Copy the following lines verbatim, keeping every character and line break unchanged.

▶ _DATA LISTING_
+ + + + +
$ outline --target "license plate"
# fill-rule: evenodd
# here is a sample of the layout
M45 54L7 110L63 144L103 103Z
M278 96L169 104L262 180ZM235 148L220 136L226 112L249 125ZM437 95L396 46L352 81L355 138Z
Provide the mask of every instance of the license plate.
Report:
+ + + + +
▶ _RESPONSE_
$ outline --target "license plate"
# fill-rule: evenodd
# here is a sample of the layout
M45 54L7 110L63 144L103 103Z
M278 96L169 104L262 180ZM235 148L220 136L226 112L249 125ZM437 95L396 46L352 81L355 138Z
Provide the mask of every instance of the license plate.
Report:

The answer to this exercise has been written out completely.